TASK OBJECTIVE = List each line of the data below that contains the word "cliff", matching case exactly.

DATASET =
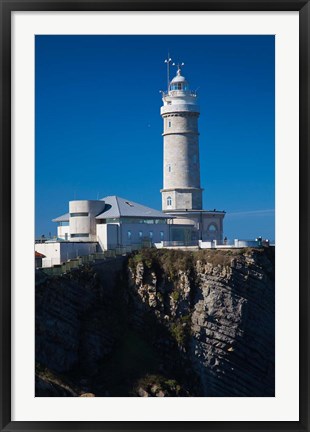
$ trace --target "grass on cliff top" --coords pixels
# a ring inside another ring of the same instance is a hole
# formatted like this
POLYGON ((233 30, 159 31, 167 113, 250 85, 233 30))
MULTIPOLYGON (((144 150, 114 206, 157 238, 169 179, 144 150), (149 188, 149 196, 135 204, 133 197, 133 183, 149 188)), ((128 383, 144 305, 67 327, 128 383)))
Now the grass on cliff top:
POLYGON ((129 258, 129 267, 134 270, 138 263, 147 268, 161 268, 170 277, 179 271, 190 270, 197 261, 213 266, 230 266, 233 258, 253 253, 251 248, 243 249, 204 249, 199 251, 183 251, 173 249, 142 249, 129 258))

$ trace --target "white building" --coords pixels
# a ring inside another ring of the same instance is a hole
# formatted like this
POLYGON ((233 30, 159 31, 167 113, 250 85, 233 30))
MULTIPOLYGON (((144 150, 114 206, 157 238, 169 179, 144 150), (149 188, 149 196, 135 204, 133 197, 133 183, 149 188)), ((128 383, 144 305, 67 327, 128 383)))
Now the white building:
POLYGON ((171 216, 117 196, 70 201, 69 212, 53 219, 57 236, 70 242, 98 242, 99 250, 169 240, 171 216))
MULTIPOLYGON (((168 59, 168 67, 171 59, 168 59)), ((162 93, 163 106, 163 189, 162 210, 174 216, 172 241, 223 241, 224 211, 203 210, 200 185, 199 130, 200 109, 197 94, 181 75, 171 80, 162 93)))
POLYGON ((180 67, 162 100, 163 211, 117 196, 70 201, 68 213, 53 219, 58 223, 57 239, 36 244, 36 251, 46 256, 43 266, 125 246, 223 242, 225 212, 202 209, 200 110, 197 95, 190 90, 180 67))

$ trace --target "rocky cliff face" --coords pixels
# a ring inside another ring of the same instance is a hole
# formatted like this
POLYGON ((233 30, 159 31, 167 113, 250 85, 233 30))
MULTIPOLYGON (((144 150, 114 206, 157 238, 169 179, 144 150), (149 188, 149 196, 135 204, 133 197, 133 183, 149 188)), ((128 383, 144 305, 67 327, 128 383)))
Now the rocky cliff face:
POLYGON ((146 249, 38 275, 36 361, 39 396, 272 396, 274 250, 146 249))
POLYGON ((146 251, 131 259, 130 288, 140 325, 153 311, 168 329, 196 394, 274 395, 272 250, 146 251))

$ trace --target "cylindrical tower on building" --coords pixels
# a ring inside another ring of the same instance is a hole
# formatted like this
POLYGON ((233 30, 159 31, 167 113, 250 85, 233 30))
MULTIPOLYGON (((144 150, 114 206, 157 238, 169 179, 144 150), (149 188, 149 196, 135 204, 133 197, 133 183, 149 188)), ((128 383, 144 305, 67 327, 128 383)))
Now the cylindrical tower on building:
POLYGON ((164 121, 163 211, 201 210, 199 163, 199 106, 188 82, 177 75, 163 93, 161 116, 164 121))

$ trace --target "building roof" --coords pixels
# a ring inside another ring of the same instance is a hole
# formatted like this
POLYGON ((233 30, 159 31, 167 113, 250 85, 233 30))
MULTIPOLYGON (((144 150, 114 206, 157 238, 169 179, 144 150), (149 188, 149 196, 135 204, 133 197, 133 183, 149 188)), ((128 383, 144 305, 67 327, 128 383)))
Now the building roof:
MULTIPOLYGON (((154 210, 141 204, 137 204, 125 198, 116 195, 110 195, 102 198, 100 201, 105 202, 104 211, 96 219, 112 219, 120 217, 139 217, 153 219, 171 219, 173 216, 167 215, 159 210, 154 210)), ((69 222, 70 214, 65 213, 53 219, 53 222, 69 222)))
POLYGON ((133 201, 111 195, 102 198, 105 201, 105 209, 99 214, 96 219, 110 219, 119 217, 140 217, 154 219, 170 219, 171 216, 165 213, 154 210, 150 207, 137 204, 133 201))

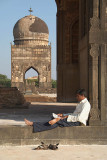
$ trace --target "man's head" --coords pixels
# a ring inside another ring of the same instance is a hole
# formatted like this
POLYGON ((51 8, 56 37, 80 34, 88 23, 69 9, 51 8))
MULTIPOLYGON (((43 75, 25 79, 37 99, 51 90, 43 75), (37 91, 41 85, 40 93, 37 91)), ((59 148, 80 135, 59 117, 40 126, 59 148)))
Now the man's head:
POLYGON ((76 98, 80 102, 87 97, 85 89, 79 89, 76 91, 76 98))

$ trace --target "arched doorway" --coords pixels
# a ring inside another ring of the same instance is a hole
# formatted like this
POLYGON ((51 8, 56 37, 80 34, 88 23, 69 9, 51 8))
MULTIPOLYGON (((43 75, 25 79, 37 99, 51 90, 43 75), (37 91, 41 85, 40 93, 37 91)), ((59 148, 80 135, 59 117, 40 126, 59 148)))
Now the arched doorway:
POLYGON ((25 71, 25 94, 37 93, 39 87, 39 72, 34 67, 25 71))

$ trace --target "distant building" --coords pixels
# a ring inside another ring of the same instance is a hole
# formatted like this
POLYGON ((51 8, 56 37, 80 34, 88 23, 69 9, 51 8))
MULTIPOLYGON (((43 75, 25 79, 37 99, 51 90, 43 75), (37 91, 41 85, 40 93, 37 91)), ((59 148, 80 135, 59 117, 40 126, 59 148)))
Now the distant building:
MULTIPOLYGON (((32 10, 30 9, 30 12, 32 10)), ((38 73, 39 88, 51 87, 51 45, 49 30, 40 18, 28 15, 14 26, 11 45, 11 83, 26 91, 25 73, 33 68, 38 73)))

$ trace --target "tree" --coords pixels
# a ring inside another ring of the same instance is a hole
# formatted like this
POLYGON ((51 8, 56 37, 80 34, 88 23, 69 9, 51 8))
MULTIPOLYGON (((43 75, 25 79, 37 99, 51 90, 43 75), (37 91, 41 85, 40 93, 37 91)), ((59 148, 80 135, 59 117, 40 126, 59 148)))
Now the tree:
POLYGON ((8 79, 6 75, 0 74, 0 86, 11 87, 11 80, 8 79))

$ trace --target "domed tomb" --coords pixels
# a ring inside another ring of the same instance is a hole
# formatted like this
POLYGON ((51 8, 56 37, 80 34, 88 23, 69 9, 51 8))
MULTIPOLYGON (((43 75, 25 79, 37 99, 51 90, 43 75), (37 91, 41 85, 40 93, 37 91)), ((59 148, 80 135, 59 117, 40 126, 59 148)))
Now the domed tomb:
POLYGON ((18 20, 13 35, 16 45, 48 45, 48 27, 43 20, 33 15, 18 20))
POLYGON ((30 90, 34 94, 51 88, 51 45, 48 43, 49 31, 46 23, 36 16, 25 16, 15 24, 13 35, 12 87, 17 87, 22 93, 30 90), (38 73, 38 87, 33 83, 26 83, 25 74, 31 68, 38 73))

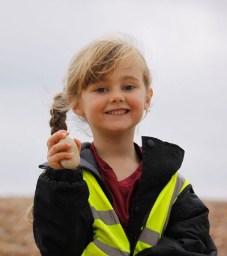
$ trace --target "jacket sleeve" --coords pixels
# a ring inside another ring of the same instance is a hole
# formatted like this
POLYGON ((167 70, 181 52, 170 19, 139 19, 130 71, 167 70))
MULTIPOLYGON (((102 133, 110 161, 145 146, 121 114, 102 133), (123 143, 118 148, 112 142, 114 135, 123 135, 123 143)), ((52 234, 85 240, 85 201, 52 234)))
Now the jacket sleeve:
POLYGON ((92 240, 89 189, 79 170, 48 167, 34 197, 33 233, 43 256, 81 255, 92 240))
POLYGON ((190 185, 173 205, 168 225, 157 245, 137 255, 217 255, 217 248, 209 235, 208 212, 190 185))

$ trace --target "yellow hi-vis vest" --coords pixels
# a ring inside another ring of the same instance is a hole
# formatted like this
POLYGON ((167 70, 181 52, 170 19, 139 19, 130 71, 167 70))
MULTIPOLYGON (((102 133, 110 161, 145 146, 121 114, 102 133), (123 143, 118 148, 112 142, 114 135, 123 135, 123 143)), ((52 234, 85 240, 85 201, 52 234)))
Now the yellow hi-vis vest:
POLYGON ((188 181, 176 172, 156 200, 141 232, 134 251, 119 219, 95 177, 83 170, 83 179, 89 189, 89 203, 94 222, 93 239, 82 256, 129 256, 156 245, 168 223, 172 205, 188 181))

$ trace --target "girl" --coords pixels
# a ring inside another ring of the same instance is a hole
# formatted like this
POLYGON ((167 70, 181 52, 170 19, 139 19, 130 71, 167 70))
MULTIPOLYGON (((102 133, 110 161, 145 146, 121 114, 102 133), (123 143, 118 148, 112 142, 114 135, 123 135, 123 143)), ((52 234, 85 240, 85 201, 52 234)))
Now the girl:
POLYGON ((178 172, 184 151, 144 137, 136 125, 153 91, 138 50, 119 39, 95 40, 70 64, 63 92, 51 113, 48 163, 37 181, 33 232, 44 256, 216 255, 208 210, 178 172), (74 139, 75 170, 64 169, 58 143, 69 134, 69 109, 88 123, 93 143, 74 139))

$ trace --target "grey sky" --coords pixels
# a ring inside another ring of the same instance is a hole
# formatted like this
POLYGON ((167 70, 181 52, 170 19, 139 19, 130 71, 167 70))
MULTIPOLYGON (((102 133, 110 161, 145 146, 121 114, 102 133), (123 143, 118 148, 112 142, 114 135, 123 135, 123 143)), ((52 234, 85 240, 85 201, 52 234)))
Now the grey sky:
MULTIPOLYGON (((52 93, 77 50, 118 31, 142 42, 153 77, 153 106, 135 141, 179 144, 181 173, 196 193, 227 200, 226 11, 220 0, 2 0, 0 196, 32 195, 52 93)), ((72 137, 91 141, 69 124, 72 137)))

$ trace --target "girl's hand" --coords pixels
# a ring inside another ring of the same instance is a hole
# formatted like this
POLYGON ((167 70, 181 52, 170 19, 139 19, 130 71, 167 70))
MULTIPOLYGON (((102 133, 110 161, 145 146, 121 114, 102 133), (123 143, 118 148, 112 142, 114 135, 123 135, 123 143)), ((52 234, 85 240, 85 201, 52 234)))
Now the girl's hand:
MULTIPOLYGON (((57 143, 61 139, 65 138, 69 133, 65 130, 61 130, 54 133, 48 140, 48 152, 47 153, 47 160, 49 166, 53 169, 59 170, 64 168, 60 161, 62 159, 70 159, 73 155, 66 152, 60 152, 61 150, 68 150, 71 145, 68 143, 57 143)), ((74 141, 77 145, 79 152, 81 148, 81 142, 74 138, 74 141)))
---
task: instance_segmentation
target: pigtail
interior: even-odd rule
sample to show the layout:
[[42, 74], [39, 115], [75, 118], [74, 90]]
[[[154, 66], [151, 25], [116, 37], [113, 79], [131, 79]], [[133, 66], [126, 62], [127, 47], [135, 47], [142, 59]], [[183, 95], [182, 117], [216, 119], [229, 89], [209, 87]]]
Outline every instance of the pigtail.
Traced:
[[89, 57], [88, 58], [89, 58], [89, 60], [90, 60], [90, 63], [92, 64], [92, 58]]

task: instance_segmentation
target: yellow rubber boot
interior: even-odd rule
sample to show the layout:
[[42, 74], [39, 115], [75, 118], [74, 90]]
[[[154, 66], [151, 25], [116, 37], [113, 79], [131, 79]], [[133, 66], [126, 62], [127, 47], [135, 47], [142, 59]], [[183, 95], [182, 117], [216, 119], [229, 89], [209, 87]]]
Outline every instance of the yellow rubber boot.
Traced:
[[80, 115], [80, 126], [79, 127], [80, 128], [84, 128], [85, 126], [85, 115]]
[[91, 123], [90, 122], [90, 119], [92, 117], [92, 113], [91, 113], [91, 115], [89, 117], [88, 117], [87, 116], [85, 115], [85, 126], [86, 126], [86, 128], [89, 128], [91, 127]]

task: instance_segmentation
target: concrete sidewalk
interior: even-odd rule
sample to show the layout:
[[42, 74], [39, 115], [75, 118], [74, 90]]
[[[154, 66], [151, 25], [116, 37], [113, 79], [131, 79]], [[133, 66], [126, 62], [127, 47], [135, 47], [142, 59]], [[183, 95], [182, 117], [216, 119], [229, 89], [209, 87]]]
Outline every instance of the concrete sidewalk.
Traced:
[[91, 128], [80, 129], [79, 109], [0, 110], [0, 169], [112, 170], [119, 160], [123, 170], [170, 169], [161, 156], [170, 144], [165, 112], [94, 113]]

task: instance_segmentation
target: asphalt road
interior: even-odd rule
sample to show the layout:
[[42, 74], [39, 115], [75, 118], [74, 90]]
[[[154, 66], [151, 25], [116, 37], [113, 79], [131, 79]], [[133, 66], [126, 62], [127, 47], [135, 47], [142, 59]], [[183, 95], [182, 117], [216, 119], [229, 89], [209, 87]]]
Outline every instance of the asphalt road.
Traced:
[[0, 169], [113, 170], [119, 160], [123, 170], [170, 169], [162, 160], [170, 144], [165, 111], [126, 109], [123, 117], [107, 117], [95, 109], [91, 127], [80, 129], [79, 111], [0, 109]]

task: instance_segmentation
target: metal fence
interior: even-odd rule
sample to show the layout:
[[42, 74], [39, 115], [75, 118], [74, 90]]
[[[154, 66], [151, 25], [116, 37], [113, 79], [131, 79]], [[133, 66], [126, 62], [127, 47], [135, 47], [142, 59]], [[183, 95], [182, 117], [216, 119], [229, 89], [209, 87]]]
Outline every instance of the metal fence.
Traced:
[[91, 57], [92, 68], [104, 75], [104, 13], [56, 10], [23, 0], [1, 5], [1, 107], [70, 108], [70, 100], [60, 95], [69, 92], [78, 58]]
* * *
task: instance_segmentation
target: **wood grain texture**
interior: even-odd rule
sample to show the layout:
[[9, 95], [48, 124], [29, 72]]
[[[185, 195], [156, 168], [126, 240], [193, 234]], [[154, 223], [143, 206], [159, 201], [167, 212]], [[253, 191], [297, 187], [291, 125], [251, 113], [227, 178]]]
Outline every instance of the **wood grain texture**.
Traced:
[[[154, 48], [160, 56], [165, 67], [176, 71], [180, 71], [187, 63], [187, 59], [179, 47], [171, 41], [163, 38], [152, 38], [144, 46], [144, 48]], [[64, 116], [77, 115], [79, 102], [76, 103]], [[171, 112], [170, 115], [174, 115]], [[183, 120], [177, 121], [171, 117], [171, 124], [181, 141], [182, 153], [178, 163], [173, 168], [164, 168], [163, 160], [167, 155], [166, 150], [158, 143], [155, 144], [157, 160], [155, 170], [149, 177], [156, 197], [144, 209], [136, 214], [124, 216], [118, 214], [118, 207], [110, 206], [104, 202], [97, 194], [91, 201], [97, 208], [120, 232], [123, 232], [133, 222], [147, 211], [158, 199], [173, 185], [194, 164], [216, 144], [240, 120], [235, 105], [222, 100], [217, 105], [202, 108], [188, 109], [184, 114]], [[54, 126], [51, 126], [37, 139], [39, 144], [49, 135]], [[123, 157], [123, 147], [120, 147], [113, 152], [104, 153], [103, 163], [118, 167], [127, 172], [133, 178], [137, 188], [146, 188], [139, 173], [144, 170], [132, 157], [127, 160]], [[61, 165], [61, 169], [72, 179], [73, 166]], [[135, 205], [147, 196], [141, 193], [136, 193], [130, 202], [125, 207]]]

EXERCISE RESPONSE =
$ trace --target "grass on cliff top" --coords pixels
Now the grass on cliff top:
$ trace --target "rocky cliff face" --coords pixels
Now the rocky cliff face:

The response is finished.